▶ **PROBLEM TO SOLVE**
Lay out every line of the items below as a numbered list, skipping blank lines and leaving out the pictures.

▶ **INPUT MATERIAL**
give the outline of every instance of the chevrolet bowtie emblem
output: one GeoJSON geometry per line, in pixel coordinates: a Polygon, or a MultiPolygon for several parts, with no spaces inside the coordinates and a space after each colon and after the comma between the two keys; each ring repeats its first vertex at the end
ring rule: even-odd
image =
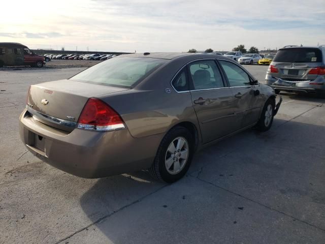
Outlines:
{"type": "Polygon", "coordinates": [[[43,99],[42,100],[42,101],[41,101],[41,103],[42,104],[43,104],[43,105],[47,105],[48,103],[49,103],[49,101],[48,101],[47,99],[45,99],[45,98],[43,98],[43,99]]]}

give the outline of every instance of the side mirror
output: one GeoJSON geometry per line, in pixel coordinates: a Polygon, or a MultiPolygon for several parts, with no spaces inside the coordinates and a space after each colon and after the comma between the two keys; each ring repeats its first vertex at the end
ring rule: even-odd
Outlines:
{"type": "Polygon", "coordinates": [[[252,80],[249,82],[251,85],[256,85],[258,84],[258,81],[257,80],[252,80]]]}

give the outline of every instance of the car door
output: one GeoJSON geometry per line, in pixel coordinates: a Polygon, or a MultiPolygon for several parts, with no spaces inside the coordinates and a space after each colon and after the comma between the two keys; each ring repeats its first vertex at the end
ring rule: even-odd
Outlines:
{"type": "Polygon", "coordinates": [[[239,65],[225,60],[219,62],[229,82],[233,96],[236,98],[235,113],[237,130],[256,123],[261,108],[258,85],[252,85],[252,78],[239,65]]]}
{"type": "Polygon", "coordinates": [[[203,143],[233,132],[236,115],[234,96],[215,59],[200,60],[188,66],[190,91],[203,143]]]}

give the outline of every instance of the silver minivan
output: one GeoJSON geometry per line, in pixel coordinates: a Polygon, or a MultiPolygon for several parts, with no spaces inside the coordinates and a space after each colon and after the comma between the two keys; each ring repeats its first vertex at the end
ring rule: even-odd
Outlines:
{"type": "Polygon", "coordinates": [[[325,45],[279,49],[265,77],[275,93],[314,93],[325,98],[325,45]]]}

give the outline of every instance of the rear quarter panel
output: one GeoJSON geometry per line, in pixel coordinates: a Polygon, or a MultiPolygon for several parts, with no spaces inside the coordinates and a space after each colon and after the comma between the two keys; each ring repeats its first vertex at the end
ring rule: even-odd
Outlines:
{"type": "Polygon", "coordinates": [[[166,133],[184,121],[193,124],[199,132],[190,93],[177,93],[170,84],[184,64],[171,61],[136,88],[100,98],[121,115],[134,137],[166,133]],[[169,89],[170,93],[166,92],[166,89],[169,89]]]}

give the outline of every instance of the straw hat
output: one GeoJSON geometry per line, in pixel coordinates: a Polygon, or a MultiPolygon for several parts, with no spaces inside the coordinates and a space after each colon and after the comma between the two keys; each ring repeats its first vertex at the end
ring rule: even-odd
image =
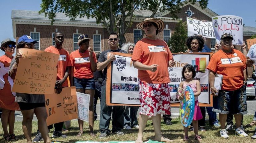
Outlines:
{"type": "Polygon", "coordinates": [[[164,22],[163,21],[160,19],[154,19],[152,18],[147,18],[144,20],[144,21],[138,24],[136,26],[140,29],[144,30],[143,24],[145,23],[148,22],[153,22],[156,24],[158,27],[157,29],[159,32],[161,32],[164,30],[164,22]]]}

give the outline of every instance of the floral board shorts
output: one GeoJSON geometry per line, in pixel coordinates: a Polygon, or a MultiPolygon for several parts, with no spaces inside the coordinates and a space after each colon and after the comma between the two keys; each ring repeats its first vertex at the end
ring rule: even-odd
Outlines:
{"type": "Polygon", "coordinates": [[[156,116],[171,114],[171,96],[168,83],[148,83],[139,81],[140,114],[156,116]]]}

▶ **WRITTEN SOLUTION**
1. give the outline of every instance of the chevrolet bowtie emblem
2. output: one GeoJSON geometry per line, in pixel coordinates: a Polygon, or a MultiPolygon for several parts, with no spaces inside the coordinates and a space after each colon and after the comma between the two keys; each ring repeats its first vertex at the end
3. ring rule: even-odd
4. image =
5. Outlines:
6. {"type": "Polygon", "coordinates": [[[43,99],[42,100],[42,101],[41,101],[41,103],[42,104],[43,104],[43,105],[47,105],[48,103],[49,103],[49,101],[48,101],[47,99],[45,99],[45,98],[43,98],[43,99]]]}
7. give the outline of every instance of the side mirror
8. output: one GeoJSON geometry per line, in pixel coordinates: a Polygon, or a MultiPolygon for several parts, with no spaces inside the coordinates and a space after each colon and after the comma between the two keys; each ring repeats its first vertex at the end
9. ring rule: even-odd
10. Outlines:
11. {"type": "Polygon", "coordinates": [[[252,80],[249,82],[251,85],[256,85],[258,84],[258,81],[257,80],[252,80]]]}
12. give the outline of every instance of the car door
13. output: one GeoJSON geometry per line, in pixel coordinates: a Polygon, or a MultiPolygon for several parts, with no spaces inside the coordinates and a space after each colon and after the comma between the two keys; each ring repeats its first vertex at the end
14. ring rule: even-odd
15. Outlines:
16. {"type": "Polygon", "coordinates": [[[239,65],[225,60],[219,62],[229,82],[233,96],[236,98],[235,113],[237,130],[256,123],[261,108],[258,85],[252,85],[252,78],[239,65]]]}
17. {"type": "Polygon", "coordinates": [[[203,143],[233,132],[236,115],[234,96],[215,59],[200,60],[188,66],[190,91],[203,143]]]}
18. give the outline of every instance of the silver minivan
19. output: one GeoJSON geometry per line, in pixel coordinates: a Polygon, or a MultiPolygon for several parts, with no spaces inside the coordinates and a space after each colon and after the comma between the two keys; each ring repeats its first vertex at the end
20. ring rule: even-odd
21. Outlines:
22. {"type": "Polygon", "coordinates": [[[325,45],[279,49],[265,77],[275,93],[314,93],[325,98],[325,45]]]}
23. give the outline of every instance of the rear quarter panel
24. output: one GeoJSON geometry per line, in pixel coordinates: a Polygon, or a MultiPolygon for several parts, with no spaces inside the coordinates and a space after each colon and after the comma between the two keys; each ring repeats its first vertex at the end
25. ring rule: even-odd
26. Outlines:
27. {"type": "Polygon", "coordinates": [[[166,133],[184,121],[193,124],[199,132],[190,93],[177,93],[170,84],[184,64],[171,61],[136,88],[100,98],[121,115],[134,137],[166,133]],[[169,89],[170,93],[166,92],[166,89],[169,89]]]}
28. give the outline of every instance of the straw hat
29. output: one GeoJSON geometry per line, in pixel coordinates: a Polygon, or a MultiPolygon for several parts, with no spaces inside the coordinates and a space after each colon and after the comma between the two keys; each ring repeats its first vertex at the end
30. ring rule: even-odd
31. image =
32. Outlines:
33. {"type": "Polygon", "coordinates": [[[164,22],[163,21],[160,19],[154,19],[152,18],[147,18],[144,20],[144,21],[138,24],[136,26],[140,29],[144,30],[143,24],[145,23],[148,22],[153,22],[156,24],[158,27],[157,29],[159,32],[161,32],[164,30],[164,22]]]}
34. give the outline of every instance of the floral board shorts
35. output: one GeoJSON geometry per line, in pixel coordinates: a Polygon, or a MultiPolygon for several parts, with no spaces inside the coordinates and a space after each colon and after the comma between the two keys; each ring repeats its first vertex at the end
36. ring rule: even-odd
37. Outlines:
38. {"type": "Polygon", "coordinates": [[[156,116],[171,114],[171,96],[168,83],[148,83],[139,81],[140,114],[156,116]]]}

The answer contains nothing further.